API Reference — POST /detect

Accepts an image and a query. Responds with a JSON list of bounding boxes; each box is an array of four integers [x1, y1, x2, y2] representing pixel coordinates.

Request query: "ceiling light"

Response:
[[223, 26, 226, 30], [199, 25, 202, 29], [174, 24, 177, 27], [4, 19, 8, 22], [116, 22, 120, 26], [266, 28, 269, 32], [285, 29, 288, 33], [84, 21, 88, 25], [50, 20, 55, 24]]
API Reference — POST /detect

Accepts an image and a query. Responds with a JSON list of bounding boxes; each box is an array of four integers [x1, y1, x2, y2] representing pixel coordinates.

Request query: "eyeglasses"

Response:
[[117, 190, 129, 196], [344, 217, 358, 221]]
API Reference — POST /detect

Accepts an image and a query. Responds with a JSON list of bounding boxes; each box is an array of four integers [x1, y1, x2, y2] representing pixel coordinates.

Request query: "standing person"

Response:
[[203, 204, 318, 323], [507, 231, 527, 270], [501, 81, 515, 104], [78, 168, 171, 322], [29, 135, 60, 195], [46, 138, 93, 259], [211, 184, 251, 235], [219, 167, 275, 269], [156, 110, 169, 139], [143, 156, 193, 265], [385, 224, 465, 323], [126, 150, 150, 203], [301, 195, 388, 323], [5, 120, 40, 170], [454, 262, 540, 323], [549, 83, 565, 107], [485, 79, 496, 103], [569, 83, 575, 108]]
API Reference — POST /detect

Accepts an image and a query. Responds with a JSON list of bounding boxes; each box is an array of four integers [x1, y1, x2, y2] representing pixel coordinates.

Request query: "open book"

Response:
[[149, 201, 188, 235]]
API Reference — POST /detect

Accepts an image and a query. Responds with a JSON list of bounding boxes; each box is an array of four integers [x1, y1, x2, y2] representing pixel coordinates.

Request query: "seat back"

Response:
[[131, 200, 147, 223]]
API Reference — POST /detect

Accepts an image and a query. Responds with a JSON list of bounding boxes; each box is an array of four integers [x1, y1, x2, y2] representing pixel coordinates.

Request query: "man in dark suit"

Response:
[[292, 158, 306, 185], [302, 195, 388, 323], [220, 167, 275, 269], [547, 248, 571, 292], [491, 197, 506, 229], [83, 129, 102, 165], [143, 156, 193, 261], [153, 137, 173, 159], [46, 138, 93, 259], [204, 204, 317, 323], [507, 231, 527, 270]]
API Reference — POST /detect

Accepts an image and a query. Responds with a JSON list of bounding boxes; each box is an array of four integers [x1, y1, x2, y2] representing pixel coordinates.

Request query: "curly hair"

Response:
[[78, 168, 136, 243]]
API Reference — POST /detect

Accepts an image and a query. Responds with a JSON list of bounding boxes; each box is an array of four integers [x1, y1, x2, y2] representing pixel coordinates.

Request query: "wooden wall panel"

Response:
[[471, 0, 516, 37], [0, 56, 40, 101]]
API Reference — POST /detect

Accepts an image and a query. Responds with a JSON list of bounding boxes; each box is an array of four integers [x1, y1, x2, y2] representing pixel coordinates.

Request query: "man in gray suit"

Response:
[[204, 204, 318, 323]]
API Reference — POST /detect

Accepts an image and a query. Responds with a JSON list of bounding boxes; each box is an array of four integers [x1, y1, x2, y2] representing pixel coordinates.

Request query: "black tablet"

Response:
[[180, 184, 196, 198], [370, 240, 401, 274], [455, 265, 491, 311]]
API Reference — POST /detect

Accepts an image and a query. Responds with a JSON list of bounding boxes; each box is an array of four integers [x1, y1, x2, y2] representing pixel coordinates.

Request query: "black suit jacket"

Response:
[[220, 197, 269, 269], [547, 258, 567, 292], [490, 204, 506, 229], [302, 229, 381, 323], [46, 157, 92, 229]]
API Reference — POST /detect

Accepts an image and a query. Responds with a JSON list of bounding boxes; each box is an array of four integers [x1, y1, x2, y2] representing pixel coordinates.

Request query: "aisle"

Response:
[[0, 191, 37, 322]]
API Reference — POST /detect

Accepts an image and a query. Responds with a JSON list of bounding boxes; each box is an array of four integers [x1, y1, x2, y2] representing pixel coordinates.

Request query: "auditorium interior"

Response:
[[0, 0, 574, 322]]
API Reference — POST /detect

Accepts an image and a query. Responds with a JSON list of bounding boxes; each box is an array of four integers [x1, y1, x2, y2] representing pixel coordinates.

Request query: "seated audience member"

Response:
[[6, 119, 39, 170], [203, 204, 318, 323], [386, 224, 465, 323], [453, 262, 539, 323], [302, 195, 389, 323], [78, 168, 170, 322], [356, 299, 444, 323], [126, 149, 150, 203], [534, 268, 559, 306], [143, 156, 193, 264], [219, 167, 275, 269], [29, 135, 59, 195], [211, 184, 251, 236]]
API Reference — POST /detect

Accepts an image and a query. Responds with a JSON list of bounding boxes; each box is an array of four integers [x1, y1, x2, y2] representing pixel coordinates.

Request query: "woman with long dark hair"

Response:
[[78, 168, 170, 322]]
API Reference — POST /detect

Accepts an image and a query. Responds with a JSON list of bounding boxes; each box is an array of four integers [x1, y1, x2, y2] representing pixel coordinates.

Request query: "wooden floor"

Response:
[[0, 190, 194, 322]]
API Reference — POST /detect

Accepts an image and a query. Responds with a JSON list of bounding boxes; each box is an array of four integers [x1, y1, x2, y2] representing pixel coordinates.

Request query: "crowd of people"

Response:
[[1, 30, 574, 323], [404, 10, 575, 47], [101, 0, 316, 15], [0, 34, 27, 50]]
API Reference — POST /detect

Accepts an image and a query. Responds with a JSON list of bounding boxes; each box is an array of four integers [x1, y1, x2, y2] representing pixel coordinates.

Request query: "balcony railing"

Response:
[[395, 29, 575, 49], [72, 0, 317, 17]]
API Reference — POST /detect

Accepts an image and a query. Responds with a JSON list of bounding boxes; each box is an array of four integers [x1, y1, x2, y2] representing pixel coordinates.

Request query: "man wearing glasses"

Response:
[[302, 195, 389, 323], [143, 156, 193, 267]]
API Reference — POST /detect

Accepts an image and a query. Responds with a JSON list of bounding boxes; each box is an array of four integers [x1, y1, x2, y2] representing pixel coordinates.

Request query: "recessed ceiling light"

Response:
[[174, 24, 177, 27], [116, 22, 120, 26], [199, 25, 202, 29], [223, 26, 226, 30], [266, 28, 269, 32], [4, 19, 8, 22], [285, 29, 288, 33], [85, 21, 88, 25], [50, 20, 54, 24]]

= = =

(WHAT NEEDS TO BE DONE):
Down to the last line, give the records again exactly.

(ANSWER FOR THIS EXERCISE):
API Reference — POST /detect

Accepts an image and a query. Responds with a JSON list of bounding boxes; each box is an array of four integers [x1, y1, x2, y2] representing pixel coordinates.

Request query: "ceiling light"

Response:
[[223, 26, 226, 30], [199, 25, 202, 29], [174, 24, 177, 27], [4, 19, 8, 22], [116, 22, 120, 26], [266, 28, 269, 32], [285, 29, 288, 33], [84, 21, 88, 25], [50, 20, 55, 24]]
API Reference — POST /detect

Accepts an image and a query. Responds with a JSON list of bounding boxes; each box is an array of four integers [x1, y1, x2, y2] representing pixel coordinates.

Request query: "eyeglasses"

Response:
[[117, 190, 129, 196], [344, 217, 358, 221]]
API Reference — POST /detect

Accepts an image and a query. Responds with a JSON list of bounding boxes; each box is an array of four integers [x1, y1, x2, y2] representing pixel coordinates.

Request query: "standing person"

Response:
[[203, 204, 318, 323], [507, 231, 527, 270], [501, 81, 515, 104], [78, 168, 171, 322], [29, 135, 60, 195], [46, 138, 93, 259], [211, 184, 251, 235], [219, 167, 275, 269], [156, 110, 169, 139], [143, 156, 193, 265], [385, 224, 465, 323], [126, 150, 150, 203], [301, 195, 388, 323], [5, 120, 40, 170], [454, 262, 540, 323], [549, 83, 565, 107], [485, 79, 496, 103], [569, 83, 575, 108]]
API Reference — POST /detect

Accepts an image and a query. Responds with a JSON list of bounding boxes; each box is an array of four integers [x1, y1, x2, y2] representing pixel coordinates.

Request query: "open book"

Response:
[[149, 201, 188, 235]]
API Reference — POST /detect

Accepts an image and a query. Responds with a JSON list of bounding boxes; each box is an array of four integers [x1, y1, x2, y2] representing pixel coordinates.

Request query: "seat back"

Response:
[[131, 200, 147, 223]]
API Reference — POST /detect

Accepts an image and a query. Responds with a JSON list of bounding boxes; each box is an array of four integers [x1, y1, x2, y2] representing pixel coordinates.

Request query: "man in dark suit"

Response:
[[292, 158, 306, 185], [302, 195, 388, 323], [220, 167, 275, 269], [547, 248, 571, 292], [491, 197, 506, 229], [83, 129, 102, 165], [143, 156, 193, 261], [153, 137, 173, 159], [46, 138, 93, 259], [204, 204, 317, 323], [507, 231, 527, 270]]
API Reference — POST /detect

Accepts an image and a query. Responds with a JSON list of bounding boxes; each box is an array of four integers [x1, y1, x2, y2] representing pixel coordinates.

Request query: "curly hair"

Response:
[[78, 168, 136, 243]]
API Reference — POST /detect

Accepts an image and a query. Responds with a JSON list of bounding boxes; each box is an array of four integers [x1, y1, x2, y2] representing pixel coordinates.

Request query: "wooden wall panel"

Response:
[[471, 0, 516, 37], [0, 56, 40, 101]]
API Reference — POST /detect

Accepts an image and a query. Responds with a JSON list of bounding boxes; each box is an array of four integers [x1, y1, x2, y2] representing pixel coordinates.

Request query: "man in gray suit"

Response:
[[204, 204, 318, 323]]
API Reference — POST /detect

Accepts an image and a query. Responds with a JSON list of bounding boxes; each box is an array of four integers [x1, y1, x2, y2] representing pixel coordinates.

Request query: "black tablet"

Response:
[[180, 184, 196, 198], [370, 240, 401, 274], [455, 265, 491, 311]]
API Reference — POST /detect

Accepts an image and a query. Responds with a JSON list of bounding boxes; each box is an array of four integers [x1, y1, x2, y2] representing pixel coordinates.

Request query: "black suit jacket"

Response:
[[220, 197, 269, 269], [547, 258, 567, 292], [490, 204, 506, 229], [302, 229, 381, 323], [46, 157, 92, 229]]
API Reference — POST /detect

Accepts an image and a query. Responds with a JSON list of bounding boxes; each box is an array of four integers [x1, y1, x2, y2] representing pixel coordinates.

Request query: "aisle"

Response:
[[0, 191, 37, 322]]
API Reference — POST /detect

Accepts an image and a query. Responds with a JSON list of bounding boxes; each box is an array of four integers [x1, y1, x2, y2] representing pixel coordinates.

Request query: "auditorium interior"

Response:
[[0, 0, 574, 322]]
API Reference — POST /detect

Accepts an image and a query. Responds with a JSON list of bounding boxes; each box is an array of four integers [x1, y1, x2, y2] representing pixel coordinates.

Request query: "seated audience member"

Response:
[[6, 119, 39, 170], [203, 204, 318, 323], [386, 224, 465, 323], [453, 262, 539, 323], [302, 195, 389, 323], [78, 168, 170, 322], [356, 299, 444, 323], [126, 149, 150, 203], [534, 268, 559, 306], [143, 156, 193, 264], [219, 167, 275, 269], [29, 135, 59, 195], [211, 184, 251, 236]]
API Reference — POST /detect

Accepts an image and a query. Responds with a JSON list of bounding boxes; each box is an array of four integers [x1, y1, x2, y2] representing pixel coordinates.

Request query: "woman with long dark hair"

Response:
[[78, 168, 170, 322]]
API Reference — POST /detect

Accepts an image and a query. Responds with a JSON list of bounding boxes; each box is an array of four integers [x1, y1, x2, y2] representing pixel coordinates.

Request query: "wooden floor"

Response:
[[0, 190, 194, 322]]
API Reference — POST /detect

Accepts an image and a query. Responds with a JSON list of bounding boxes; each box is an array of four integers [x1, y1, x2, y2] representing pixel coordinates.

Request query: "crowd of people"

Response:
[[1, 30, 574, 323], [404, 10, 575, 47], [101, 0, 316, 15], [0, 34, 27, 50]]
API Reference — POST /detect

Accepts an image and a query. Responds with a JSON list of bounding boxes; each box is an array of four integers [x1, y1, x2, y2] representing pixel coordinates.

Request query: "balcony railing"

Response:
[[395, 29, 575, 49], [72, 0, 317, 17]]
API Reference — POST /detect

Accepts an image and a query. Responds with a JSON list of bounding boxes; each box is an array of four integers [x1, y1, x2, y2] representing pixel coordinates.

Request query: "man wearing glasses"

Response:
[[302, 195, 389, 323], [143, 156, 193, 267]]
API Reference — POST /detect

Accepts an image and a query. Responds with a JSON list of bounding boxes; each box is an array of four integers [x1, y1, x2, y2] representing pixel coordinates.

Request query: "recessed ceiling light"

Response:
[[174, 24, 177, 27], [116, 22, 120, 26], [199, 25, 202, 29], [223, 26, 226, 30], [266, 28, 269, 32], [4, 19, 8, 22], [285, 29, 288, 33], [85, 21, 88, 25], [50, 20, 54, 24]]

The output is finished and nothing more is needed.